* **Tasks**
A – Answer these questions from the forum post about 19th-century salmon flies:
(i) Who supplied an article, and for which issue of which publication?
(ii) How many flies does the poster say there are?
(iii) What material does the poster presume the forward half of the body is made of?
Mark your answers (i), (ii), (iii).
B – Continue the forum post about 19th-century salmon flies, starting right after its last sentence.

* **Source extract**
** START **

QUOTE(SmallieHunter @ Apr 2 2006, 06:22 PM) View Post

Davie McPhail has supplied us with a article for the April issue of Hatches.

19th Century Salmon Flies

IPB Image

Hi Davie,

This first fly is my favorite of the 70, and there are some stunners in there! Has anyone taken the time to write down a recipe for any of these?

I can make out most of the materials in McPhail's Old No.1 (for lack of a better name), but can't make out the forward half of the body (presume pigs wool, but what color(s)?), and see some orange fibers in the throat, but perhaps only one wrap of that feather.

Anyway, here is a first cut on a pattern recipe, any comments would be much appreciated, the hook is in the vise and hopefully some help will come along to figure out the questionable components...

** END **

* **Excerpted records**

** START **

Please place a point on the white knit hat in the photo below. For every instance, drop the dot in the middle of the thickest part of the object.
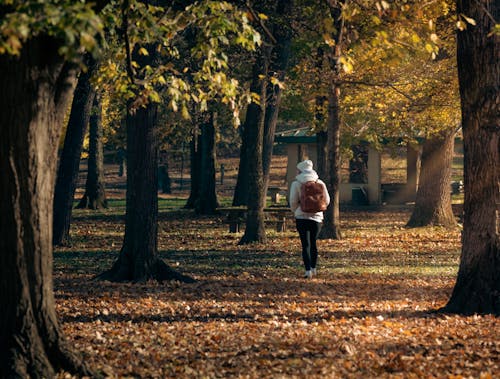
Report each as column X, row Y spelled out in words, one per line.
column 305, row 165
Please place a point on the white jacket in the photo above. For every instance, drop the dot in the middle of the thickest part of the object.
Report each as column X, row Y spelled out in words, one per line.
column 305, row 176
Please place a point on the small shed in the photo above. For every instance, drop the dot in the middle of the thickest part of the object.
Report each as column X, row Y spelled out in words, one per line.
column 301, row 144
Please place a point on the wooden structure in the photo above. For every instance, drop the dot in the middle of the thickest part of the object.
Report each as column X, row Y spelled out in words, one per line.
column 236, row 216
column 303, row 145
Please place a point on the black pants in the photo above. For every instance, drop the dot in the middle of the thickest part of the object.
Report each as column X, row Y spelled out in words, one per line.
column 308, row 232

** END **

* **Answers in order**
A –
(i) Davie McPhail, for the April issue of Hatches.
(ii) 70.
(iii) Pigs wool.

B –
McPhail’s Old No.1
Tip: Silver Twist
Tag: Buttercup Yellow Silk Floss
Tail: GP Crest
Tail Veiling: Mixed (Blacker style) (4/5ths length of tail) Wood Duck, Teal, Scarlet Macaw (or perhaps Ibis?)
Butt: Black Ostrich Herl
Rib: Wide Flat Silver Tinsel
Body: (In quarters?), Claret, Blue, ?, ?
Body Hackle : Claret
Throat: Speckled Guinea, trace of orange (color similar to GP Tippet)
Under Wing: GP Tippet
Wing : GP Tail, Kori Bustard, Florican Bustard
Side: Wood Duck and Teal,
Roof: Bronze Mallard
Topping: NONE
Horns: B&G Macaw (tied at mid wing)
Head: Black Ostrich herl (or black Berlin Wool?)

Anyone have an idea?

Davie, Thanks for sharing this treasure of historic flies.
Regards,

Dave White aka "Swill Gordon"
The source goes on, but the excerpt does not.